WHAT TO WORK ON> Reproduce word for word only the lines of the records from the line with "[indicate] the flagpole" up to and including the last line of the records.
— start of SOURCE DATA —
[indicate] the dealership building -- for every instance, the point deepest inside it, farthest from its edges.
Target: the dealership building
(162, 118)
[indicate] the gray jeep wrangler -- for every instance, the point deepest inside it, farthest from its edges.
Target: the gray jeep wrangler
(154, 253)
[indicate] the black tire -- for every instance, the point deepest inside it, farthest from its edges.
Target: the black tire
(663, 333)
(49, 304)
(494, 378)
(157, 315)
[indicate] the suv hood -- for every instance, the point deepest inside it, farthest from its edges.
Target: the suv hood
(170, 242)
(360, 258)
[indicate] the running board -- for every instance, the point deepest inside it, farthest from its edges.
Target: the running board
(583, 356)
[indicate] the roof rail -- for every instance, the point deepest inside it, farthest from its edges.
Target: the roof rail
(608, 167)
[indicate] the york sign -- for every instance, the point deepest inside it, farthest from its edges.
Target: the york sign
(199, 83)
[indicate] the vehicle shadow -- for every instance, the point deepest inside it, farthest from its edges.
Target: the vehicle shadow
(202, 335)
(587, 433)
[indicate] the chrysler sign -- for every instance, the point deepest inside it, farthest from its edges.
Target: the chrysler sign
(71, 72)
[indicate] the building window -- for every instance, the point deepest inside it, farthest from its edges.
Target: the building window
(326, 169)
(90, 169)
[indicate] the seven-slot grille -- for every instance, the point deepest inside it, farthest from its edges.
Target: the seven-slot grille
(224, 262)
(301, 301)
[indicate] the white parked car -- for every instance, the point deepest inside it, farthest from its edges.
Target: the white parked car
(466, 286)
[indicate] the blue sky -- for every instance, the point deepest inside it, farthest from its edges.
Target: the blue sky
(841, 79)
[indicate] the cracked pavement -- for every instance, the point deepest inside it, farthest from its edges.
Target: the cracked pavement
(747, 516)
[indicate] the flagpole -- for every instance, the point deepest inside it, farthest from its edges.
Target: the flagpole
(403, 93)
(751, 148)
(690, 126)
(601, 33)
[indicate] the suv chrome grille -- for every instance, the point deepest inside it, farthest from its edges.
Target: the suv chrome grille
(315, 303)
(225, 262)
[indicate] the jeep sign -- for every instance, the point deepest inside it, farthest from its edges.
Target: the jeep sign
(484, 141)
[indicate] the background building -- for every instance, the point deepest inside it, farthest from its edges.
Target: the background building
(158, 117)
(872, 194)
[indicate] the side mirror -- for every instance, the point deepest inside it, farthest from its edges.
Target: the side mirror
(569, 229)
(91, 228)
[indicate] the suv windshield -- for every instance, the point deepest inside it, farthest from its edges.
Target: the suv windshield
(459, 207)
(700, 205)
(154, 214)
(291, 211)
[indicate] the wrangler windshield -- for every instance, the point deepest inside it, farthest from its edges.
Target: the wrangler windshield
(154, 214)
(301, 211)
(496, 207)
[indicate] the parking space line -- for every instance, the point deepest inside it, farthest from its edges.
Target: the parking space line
— end of SOURCE DATA —
EXERCISE RESPONSE>
[indicate] the flagpole -- for every instance, the point deepest inside it, farthest from its edges.
Target: the flagpole
(403, 93)
(751, 148)
(690, 126)
(601, 33)
[indicate] the suv chrome grille -- for every instance, the point deepest inside it, farthest from its edges.
Target: the suv chrome grille
(315, 303)
(225, 262)
[indicate] the jeep sign -- for every instance, the point deepest inside it, farthest from its edges.
Target: the jeep sign
(484, 141)
[indicate] the background building -- for every instance, the point deepest inside it, farthest from its edges.
Target: the background building
(158, 117)
(872, 194)
[indicate] the side mirror -- for every instance, the point deepest inside it, farthest from its edges.
Target: the side mirror
(569, 229)
(91, 228)
[indicate] the suv windshield -- for every instance, the point deepest inside it, farthest from its edges.
Target: the suv windshield
(459, 207)
(700, 205)
(154, 214)
(291, 211)
[indicate] the wrangler windshield -- for every instance, the point deepest inside it, farthest from its edges.
Target: the wrangler windshield
(154, 214)
(301, 211)
(496, 207)
[indicate] the parking space line -- for every instance, the point deepest inside it, farthest from its edges.
Target: the parking space line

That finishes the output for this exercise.